TASK INSTRUCTIONS. Check each line of the records below for the string "Target", then state how many lines contain it, with no other output.

++++ EXCERPTED RECORDS ++++

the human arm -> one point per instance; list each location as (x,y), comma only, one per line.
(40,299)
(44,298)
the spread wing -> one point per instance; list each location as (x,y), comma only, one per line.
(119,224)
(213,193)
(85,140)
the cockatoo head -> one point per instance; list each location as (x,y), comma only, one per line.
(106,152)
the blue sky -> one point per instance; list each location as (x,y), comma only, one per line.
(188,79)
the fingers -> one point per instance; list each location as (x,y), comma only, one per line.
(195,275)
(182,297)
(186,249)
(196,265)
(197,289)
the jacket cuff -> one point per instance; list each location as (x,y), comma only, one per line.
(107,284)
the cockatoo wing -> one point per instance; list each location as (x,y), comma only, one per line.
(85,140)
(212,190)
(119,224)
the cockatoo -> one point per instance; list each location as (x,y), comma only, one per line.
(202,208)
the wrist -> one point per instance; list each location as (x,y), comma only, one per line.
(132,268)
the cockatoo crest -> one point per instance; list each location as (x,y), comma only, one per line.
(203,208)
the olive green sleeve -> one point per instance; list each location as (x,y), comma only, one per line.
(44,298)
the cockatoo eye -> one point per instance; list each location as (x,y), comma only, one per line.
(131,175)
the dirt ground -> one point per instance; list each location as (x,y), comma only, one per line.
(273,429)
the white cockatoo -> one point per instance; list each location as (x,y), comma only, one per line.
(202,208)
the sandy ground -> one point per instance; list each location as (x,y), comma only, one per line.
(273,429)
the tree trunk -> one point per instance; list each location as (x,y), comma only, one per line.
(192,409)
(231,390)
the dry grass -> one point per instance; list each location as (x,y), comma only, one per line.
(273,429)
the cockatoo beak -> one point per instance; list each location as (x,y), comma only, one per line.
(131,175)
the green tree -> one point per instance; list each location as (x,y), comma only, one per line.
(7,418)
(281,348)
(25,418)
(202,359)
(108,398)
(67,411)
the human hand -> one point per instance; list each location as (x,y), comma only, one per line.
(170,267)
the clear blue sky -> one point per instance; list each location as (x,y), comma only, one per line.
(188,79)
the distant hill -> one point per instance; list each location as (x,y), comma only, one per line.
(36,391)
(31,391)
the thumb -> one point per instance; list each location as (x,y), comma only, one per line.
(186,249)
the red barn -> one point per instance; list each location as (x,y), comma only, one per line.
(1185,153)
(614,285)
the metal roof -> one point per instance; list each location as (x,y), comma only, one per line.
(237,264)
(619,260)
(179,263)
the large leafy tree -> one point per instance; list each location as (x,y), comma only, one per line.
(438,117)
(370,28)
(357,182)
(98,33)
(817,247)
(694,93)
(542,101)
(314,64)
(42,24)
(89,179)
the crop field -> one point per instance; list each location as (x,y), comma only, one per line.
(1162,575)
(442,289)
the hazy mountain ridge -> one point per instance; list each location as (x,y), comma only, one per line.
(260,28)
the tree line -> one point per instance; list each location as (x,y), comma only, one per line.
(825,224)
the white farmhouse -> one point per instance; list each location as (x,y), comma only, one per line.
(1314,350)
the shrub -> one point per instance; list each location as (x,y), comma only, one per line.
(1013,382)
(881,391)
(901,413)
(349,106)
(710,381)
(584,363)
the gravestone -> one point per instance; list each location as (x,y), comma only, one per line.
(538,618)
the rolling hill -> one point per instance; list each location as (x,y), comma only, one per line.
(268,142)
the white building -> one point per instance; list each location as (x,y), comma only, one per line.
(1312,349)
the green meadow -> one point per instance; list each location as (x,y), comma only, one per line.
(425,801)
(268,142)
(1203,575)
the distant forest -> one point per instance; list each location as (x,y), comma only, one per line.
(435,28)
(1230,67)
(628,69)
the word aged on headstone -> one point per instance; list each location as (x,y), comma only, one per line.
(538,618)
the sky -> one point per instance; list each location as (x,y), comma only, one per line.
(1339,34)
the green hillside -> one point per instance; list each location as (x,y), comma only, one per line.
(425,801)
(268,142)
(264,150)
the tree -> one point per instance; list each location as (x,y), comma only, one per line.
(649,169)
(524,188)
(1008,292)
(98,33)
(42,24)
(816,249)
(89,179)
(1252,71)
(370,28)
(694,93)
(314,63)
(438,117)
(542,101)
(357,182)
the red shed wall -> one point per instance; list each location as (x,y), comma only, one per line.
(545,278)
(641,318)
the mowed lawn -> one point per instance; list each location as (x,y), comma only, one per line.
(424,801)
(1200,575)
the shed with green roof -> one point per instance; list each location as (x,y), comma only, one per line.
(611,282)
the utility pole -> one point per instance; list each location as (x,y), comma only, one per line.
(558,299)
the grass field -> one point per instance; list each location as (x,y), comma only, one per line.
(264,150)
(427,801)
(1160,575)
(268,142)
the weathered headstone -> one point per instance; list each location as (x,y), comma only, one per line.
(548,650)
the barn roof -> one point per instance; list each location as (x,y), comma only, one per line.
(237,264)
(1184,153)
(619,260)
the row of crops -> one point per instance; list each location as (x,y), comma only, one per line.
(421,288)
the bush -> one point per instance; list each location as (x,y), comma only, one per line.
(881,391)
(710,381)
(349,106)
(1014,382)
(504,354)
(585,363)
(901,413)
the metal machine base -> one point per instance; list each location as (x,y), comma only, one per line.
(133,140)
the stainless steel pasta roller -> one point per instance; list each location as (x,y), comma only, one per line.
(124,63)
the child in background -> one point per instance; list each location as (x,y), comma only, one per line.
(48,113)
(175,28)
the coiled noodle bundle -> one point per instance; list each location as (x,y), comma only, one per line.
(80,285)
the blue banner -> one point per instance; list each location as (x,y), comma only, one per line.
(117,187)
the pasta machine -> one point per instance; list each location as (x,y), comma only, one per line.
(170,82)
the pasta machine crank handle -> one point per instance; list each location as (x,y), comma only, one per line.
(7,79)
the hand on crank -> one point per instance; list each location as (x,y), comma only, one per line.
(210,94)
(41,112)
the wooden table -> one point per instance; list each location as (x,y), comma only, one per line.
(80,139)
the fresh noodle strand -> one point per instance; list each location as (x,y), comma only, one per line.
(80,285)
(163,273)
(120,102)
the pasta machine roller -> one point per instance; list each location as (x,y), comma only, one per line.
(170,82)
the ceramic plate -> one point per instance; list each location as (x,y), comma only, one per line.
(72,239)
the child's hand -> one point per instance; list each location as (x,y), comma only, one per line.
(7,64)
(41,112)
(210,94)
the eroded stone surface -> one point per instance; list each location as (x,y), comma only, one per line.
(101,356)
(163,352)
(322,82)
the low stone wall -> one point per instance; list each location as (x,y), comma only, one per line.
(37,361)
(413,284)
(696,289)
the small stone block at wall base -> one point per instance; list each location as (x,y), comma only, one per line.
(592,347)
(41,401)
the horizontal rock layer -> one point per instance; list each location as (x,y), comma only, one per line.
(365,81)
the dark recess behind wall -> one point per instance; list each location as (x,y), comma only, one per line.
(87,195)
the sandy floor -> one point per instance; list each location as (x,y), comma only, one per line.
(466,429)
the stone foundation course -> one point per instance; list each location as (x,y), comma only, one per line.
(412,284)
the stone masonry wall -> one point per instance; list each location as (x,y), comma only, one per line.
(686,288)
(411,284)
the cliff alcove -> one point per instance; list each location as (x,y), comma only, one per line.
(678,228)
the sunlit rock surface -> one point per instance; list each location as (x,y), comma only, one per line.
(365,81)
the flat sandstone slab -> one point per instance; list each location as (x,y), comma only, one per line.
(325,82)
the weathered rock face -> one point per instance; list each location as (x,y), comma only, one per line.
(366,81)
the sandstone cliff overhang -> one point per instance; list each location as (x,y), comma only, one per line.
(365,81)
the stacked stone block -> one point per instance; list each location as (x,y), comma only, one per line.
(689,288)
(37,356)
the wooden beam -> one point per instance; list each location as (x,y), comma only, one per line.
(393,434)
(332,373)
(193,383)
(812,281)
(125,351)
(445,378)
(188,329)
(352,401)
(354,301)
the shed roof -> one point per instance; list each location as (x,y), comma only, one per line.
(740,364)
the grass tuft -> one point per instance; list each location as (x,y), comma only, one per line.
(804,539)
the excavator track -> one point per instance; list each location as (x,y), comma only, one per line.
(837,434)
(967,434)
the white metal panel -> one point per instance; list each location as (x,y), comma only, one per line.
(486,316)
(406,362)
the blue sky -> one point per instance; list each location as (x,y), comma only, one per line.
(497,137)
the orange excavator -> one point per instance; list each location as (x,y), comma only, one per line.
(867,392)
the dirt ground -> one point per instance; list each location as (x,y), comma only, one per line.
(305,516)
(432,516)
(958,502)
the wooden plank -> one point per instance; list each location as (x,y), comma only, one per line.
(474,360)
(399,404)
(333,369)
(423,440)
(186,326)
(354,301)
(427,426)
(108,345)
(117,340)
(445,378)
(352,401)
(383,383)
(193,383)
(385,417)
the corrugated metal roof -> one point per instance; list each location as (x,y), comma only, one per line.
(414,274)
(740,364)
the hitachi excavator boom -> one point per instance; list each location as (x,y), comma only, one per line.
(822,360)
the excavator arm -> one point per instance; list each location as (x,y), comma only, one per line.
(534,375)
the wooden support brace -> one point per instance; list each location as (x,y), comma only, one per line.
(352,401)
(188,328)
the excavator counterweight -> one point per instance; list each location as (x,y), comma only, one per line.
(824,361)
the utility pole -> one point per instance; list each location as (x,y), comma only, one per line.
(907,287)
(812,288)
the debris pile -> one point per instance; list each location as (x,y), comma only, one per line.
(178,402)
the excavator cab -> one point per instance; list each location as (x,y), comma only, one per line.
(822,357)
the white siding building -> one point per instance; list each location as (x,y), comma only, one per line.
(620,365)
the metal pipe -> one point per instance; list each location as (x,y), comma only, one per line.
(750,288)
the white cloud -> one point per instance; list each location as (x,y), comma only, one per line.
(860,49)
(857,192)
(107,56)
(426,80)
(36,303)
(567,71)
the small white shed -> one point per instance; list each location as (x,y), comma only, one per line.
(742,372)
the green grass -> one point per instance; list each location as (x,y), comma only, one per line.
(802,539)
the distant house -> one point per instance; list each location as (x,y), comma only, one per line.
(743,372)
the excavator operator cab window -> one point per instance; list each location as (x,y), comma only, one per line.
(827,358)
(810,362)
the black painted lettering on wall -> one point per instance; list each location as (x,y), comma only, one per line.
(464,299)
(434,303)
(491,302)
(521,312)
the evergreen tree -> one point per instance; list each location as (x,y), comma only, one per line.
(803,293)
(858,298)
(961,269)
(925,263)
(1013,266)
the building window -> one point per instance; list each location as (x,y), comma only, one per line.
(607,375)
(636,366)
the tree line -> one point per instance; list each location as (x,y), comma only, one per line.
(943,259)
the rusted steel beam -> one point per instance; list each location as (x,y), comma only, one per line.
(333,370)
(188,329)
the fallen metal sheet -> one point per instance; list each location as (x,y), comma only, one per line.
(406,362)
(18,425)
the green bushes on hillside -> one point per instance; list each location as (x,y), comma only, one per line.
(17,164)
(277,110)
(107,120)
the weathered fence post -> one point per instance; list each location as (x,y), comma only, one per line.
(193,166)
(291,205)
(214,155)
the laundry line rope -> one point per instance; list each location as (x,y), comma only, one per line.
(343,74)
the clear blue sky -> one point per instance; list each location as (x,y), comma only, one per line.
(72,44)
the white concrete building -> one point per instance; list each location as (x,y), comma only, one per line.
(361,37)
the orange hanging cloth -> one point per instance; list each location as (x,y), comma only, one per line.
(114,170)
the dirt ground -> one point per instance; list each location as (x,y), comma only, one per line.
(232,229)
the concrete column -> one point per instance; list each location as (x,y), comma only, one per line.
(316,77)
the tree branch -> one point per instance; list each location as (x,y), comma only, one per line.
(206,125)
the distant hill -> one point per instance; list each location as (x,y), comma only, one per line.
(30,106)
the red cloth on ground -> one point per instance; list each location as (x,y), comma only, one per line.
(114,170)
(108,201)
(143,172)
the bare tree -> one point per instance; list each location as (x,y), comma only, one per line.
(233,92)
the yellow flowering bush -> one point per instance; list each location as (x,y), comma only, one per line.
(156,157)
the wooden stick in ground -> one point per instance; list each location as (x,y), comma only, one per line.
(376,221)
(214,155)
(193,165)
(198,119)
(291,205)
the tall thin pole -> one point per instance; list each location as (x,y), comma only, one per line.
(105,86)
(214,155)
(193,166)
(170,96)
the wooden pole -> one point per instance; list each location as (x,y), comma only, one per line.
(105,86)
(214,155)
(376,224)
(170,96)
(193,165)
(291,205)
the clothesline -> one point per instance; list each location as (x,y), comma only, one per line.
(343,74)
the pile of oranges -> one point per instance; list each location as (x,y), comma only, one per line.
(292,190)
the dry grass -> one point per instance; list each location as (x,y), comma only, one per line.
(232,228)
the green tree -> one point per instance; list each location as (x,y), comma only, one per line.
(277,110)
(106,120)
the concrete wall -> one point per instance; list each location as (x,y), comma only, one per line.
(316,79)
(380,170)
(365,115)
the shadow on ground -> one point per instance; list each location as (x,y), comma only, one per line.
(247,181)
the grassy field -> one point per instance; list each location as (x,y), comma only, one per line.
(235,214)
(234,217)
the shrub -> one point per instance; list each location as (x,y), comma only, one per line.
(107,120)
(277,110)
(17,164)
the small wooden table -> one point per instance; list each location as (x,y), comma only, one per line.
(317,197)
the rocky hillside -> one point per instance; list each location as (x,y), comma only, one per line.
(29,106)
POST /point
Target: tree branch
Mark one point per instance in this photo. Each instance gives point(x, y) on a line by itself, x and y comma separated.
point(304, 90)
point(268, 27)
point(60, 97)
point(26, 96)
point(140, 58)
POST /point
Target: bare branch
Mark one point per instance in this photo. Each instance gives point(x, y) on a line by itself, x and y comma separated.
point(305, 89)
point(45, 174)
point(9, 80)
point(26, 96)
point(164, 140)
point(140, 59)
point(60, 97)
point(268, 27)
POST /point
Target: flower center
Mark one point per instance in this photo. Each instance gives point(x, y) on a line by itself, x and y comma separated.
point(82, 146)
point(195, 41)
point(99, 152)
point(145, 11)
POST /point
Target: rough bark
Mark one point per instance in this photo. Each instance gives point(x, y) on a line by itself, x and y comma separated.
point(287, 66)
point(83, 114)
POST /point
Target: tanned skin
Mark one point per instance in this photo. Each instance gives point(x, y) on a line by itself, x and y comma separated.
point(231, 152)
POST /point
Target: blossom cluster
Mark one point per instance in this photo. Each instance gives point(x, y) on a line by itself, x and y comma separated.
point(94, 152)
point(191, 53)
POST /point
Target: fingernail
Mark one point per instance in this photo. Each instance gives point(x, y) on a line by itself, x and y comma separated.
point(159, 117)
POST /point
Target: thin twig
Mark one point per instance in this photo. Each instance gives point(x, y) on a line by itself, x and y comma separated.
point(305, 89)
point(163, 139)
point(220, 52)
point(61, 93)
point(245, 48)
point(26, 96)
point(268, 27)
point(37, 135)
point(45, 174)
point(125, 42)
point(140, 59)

++++

OUTPUT OF THE TASK. 8